**Exercise description**
Work out how many lines in the records below contain the string "block". Reply with that number alone.

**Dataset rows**
— start —
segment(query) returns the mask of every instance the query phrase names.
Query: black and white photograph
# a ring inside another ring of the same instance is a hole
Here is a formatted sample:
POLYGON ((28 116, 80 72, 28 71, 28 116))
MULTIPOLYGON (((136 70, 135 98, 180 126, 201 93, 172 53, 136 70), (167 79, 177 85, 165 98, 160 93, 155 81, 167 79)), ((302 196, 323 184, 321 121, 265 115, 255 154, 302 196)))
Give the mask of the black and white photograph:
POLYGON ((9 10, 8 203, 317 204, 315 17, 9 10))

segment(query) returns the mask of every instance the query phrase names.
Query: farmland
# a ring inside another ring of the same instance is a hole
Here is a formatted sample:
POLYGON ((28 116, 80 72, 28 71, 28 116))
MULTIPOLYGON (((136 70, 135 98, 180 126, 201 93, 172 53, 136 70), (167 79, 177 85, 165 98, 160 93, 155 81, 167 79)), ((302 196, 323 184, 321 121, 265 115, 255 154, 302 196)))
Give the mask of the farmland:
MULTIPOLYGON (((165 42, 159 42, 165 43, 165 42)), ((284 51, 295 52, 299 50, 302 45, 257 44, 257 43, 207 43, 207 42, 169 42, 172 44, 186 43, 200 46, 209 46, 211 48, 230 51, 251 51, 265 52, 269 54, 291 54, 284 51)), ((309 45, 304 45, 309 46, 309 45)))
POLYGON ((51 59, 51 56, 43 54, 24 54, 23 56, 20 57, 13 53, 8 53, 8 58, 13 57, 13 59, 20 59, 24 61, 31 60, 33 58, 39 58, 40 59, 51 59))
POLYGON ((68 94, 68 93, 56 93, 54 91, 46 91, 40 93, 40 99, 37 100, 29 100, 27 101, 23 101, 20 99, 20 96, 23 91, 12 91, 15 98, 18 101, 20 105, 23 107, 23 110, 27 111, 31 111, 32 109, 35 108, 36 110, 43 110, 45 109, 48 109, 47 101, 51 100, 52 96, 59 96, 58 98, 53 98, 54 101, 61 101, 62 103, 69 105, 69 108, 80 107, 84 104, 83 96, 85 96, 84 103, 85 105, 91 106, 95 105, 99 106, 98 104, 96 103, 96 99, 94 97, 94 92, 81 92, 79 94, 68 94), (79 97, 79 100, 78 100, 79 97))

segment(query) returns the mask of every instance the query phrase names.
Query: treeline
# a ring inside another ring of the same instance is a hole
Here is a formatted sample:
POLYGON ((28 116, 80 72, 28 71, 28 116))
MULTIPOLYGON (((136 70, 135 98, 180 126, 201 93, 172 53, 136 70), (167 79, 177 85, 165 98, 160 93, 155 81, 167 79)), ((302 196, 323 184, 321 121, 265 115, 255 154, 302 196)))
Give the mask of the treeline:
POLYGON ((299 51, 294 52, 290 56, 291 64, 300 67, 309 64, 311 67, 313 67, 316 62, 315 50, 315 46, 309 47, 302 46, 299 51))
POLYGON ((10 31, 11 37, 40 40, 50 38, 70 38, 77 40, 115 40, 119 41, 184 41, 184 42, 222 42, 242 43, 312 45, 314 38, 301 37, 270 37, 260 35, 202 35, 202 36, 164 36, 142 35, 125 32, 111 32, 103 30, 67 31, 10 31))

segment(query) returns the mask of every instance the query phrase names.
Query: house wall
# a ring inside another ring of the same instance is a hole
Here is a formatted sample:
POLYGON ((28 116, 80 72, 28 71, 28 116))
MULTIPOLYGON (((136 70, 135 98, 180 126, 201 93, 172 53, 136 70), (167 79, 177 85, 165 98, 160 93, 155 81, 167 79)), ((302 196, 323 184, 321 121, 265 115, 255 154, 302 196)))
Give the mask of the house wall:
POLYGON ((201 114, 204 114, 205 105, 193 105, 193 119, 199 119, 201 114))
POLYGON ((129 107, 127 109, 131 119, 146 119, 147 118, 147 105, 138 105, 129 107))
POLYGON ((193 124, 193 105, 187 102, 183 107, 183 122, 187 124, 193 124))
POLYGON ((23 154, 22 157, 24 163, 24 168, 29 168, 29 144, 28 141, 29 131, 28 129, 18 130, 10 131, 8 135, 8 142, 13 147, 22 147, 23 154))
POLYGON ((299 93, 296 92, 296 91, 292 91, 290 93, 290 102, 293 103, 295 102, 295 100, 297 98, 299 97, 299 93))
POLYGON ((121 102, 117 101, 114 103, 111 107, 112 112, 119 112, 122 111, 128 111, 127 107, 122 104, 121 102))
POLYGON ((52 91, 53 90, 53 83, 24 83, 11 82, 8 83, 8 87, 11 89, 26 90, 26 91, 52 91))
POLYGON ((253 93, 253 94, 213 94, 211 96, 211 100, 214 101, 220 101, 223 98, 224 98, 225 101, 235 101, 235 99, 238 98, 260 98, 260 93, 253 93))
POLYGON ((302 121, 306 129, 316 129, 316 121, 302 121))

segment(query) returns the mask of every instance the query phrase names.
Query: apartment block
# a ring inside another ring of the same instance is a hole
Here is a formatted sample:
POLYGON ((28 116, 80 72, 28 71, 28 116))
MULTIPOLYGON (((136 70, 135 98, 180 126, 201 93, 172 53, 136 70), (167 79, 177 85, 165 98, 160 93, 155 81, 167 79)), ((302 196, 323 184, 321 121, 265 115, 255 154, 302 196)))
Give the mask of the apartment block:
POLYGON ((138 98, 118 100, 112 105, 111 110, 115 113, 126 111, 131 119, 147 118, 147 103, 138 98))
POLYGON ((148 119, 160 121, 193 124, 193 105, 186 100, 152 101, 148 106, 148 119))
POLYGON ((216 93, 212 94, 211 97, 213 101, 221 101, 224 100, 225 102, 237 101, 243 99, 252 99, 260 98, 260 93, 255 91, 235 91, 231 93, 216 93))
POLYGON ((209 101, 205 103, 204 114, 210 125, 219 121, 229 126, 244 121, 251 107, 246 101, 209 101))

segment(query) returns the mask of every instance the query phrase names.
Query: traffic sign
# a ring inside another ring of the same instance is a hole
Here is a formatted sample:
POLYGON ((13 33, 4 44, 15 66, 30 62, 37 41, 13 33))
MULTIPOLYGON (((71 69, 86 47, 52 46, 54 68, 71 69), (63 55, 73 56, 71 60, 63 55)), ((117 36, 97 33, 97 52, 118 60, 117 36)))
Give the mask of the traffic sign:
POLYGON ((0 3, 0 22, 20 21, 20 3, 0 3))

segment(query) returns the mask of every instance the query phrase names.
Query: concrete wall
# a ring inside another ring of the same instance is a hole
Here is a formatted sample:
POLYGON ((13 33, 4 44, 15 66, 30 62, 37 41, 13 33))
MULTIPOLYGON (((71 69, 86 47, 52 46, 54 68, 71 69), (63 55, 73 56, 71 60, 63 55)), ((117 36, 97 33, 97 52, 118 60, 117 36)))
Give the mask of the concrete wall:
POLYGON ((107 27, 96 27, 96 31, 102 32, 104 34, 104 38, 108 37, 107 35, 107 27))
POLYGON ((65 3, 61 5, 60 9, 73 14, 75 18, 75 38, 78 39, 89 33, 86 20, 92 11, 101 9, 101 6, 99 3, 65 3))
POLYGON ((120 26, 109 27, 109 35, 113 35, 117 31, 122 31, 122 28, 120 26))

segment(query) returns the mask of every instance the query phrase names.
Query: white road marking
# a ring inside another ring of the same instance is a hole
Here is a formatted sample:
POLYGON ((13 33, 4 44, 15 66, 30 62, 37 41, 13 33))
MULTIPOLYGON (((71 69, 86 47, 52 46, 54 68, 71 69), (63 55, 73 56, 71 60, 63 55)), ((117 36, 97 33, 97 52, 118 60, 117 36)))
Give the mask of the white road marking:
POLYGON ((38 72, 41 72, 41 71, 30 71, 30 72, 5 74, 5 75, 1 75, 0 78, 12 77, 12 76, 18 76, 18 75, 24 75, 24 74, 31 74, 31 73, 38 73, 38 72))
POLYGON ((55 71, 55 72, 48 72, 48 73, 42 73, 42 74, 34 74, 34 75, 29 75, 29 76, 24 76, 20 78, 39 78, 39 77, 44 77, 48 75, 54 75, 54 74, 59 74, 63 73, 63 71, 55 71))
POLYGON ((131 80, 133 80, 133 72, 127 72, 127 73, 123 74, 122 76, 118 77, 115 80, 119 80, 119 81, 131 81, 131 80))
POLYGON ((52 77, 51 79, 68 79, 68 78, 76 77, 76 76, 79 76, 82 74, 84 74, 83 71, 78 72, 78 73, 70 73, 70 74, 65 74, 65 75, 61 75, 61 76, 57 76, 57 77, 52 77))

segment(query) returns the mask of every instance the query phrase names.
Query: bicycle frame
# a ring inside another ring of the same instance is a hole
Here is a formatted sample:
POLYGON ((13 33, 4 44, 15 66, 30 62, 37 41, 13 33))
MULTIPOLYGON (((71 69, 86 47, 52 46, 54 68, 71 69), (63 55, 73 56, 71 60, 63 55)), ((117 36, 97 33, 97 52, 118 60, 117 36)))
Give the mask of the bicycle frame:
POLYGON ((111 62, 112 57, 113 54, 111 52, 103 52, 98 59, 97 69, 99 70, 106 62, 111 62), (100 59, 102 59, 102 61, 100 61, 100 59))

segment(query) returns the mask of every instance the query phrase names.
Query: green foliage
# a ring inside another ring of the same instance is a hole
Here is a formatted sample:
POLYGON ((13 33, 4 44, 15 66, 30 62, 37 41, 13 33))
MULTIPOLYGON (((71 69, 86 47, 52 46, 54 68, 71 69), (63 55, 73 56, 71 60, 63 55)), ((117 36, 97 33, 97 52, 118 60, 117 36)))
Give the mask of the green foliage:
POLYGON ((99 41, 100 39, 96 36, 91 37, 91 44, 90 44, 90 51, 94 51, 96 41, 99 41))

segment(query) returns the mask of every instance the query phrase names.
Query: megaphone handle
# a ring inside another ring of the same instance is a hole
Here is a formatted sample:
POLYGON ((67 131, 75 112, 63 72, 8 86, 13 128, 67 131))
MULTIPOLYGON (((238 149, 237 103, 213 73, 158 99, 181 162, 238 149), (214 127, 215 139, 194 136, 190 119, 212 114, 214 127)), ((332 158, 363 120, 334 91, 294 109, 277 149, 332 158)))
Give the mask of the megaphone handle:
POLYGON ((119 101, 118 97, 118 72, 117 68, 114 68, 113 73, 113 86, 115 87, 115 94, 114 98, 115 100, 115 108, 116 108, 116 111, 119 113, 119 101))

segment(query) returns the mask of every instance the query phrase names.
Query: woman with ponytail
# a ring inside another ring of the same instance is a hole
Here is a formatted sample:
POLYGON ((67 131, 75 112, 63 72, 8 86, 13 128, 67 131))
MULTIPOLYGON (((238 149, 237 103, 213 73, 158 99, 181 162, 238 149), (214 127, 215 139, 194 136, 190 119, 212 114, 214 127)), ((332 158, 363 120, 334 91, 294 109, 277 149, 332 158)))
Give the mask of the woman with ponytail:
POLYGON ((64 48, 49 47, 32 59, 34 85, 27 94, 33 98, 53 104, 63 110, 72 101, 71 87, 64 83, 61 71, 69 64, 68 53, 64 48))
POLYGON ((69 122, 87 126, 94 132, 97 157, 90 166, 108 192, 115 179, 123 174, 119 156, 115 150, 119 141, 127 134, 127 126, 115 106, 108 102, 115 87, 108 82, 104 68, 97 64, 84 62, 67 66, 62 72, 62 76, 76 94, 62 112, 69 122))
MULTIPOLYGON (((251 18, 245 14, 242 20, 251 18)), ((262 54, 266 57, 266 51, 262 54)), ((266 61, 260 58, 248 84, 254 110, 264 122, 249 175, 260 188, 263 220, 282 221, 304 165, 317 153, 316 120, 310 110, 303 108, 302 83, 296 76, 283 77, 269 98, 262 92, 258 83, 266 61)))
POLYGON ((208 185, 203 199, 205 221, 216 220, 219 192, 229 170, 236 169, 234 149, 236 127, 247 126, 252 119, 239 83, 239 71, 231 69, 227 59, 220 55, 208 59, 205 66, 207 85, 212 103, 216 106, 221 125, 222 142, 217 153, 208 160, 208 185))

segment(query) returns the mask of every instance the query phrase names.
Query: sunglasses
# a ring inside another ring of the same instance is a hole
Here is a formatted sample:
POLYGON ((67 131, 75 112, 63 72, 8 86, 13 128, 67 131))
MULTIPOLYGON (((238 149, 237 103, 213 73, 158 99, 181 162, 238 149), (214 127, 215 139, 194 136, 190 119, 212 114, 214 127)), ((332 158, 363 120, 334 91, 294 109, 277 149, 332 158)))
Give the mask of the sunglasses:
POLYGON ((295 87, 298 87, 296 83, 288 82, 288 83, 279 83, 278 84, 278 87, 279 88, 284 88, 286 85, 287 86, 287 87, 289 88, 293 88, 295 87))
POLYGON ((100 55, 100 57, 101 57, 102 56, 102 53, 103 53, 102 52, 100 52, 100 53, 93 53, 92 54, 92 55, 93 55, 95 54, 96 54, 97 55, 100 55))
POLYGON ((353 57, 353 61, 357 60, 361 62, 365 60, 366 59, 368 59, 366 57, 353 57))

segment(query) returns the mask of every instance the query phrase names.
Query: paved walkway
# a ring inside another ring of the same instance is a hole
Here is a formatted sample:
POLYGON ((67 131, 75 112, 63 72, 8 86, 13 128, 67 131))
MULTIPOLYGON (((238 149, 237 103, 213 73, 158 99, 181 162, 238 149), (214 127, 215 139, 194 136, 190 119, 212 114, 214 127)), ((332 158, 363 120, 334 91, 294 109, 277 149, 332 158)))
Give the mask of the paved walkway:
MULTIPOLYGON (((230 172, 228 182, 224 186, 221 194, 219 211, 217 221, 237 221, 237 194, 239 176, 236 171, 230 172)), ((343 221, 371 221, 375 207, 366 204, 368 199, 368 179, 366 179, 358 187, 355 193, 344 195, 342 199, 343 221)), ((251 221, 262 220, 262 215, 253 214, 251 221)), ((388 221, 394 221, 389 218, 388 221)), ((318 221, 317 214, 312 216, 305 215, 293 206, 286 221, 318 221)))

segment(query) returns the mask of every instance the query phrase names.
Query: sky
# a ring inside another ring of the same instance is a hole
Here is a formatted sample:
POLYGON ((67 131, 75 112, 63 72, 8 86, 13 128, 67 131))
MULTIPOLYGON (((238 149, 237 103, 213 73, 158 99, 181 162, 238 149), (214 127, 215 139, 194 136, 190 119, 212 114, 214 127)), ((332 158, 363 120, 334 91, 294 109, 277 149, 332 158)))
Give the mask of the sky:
— end —
**Expected output**
2